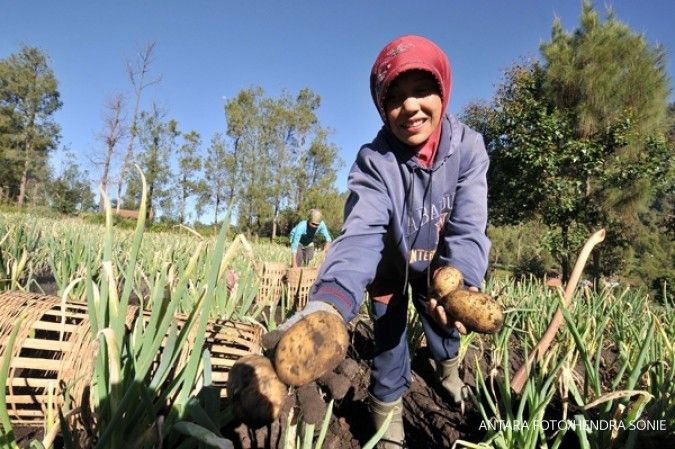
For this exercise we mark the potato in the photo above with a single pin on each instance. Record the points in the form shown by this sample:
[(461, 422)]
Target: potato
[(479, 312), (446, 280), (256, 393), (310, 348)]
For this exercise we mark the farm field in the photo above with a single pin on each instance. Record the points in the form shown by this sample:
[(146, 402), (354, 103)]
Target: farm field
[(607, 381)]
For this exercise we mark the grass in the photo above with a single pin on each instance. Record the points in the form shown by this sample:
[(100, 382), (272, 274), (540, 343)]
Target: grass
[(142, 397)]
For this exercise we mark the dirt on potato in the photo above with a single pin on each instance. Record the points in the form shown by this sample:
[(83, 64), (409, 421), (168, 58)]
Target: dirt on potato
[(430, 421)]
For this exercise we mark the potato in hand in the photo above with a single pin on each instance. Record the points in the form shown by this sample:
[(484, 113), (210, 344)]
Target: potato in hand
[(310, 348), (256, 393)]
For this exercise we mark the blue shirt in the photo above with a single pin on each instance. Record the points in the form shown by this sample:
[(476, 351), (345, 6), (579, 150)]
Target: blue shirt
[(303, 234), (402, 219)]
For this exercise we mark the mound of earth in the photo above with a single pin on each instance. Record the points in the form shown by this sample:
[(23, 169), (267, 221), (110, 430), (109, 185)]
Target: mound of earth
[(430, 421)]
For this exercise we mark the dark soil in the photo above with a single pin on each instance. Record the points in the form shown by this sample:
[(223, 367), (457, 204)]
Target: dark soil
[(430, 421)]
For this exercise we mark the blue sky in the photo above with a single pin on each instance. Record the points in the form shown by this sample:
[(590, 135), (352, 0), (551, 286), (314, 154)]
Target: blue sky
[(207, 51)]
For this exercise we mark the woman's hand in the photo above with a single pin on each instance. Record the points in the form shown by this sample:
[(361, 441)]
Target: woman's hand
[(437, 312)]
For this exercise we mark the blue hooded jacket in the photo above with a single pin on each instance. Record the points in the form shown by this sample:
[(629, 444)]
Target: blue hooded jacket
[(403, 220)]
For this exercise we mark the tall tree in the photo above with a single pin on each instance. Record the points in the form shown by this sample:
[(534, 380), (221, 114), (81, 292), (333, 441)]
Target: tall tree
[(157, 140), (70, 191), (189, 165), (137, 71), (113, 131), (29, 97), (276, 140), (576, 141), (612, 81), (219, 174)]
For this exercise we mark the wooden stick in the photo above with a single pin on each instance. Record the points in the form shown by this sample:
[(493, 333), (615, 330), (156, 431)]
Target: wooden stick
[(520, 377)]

+ + + +

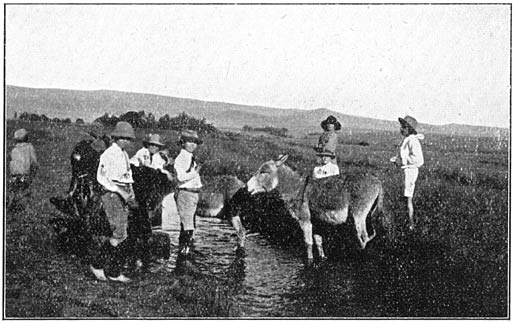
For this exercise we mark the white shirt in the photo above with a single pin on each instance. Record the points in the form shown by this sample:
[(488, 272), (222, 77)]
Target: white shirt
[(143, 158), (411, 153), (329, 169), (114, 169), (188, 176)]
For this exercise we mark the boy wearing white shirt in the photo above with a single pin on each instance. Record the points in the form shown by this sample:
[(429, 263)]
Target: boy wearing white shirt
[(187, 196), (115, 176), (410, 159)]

+ + + +

## About this exercise
What is needed is an exact copy of the lines above, from the one containing "For this exercise we mark the potato in the" through the one containing "For this exercise we mark the woman's", with nothing added.

## Exercise response
For this exercise we mark the potato in the photo above with a single pin on each instance. Record the points in the form shown by this sample:
[(461, 422)]
Target: potato
[(479, 312), (446, 280), (256, 393), (310, 348)]
For this exercise we mark the farm field in the photo above with a single pin on each instance. Record the points in the form shown by this sample:
[(146, 402), (354, 103)]
Target: farm field
[(607, 381)]
For this exercise we mark the grass in the photo above with a single pin on each instance. Record the points in the form shown by this sample:
[(100, 382), (272, 274), (540, 343)]
Target: grass
[(142, 397)]
For this exercise we mark the dirt on potato in the photo above with a single pin on each instance. Record the points in the form shown by this sample:
[(83, 64), (409, 421), (168, 58)]
Target: dirt on potato
[(430, 421)]
For this exercise we mark the potato in hand in the photo above with a single pin on each instance. Record the points in the form shown by this sample:
[(484, 113), (210, 344)]
Target: potato in hand
[(310, 348), (256, 393)]
For this exercise we mark the blue shirt in the photo above with a single pin on each instance. Record the points in the form shown by this sample:
[(476, 351), (345, 6), (579, 150)]
Target: blue shirt
[(303, 234), (402, 219)]
For this exercise we mark the mound of earth in the photo above with a single pin on each instance. Record the points in the form shown by this sample:
[(23, 169), (267, 221), (110, 430), (109, 185)]
Target: mound of earth
[(430, 421)]
For this exercise we mark the dark soil in the photo above with a single pin on each instance. Record the points in the form shown by this sample:
[(223, 367), (457, 204)]
Target: dark soil
[(430, 421)]
For this exercise we mark the blue sky in the photo above with a single pin on each instance. Record the points in the form shown by this sample:
[(590, 135), (352, 0), (551, 286), (314, 154)]
Target: blue sky
[(207, 51)]
For this exercise we mark the woman's hand in the photo above with a single pin on each instance. Record the points in the form shown by this sample:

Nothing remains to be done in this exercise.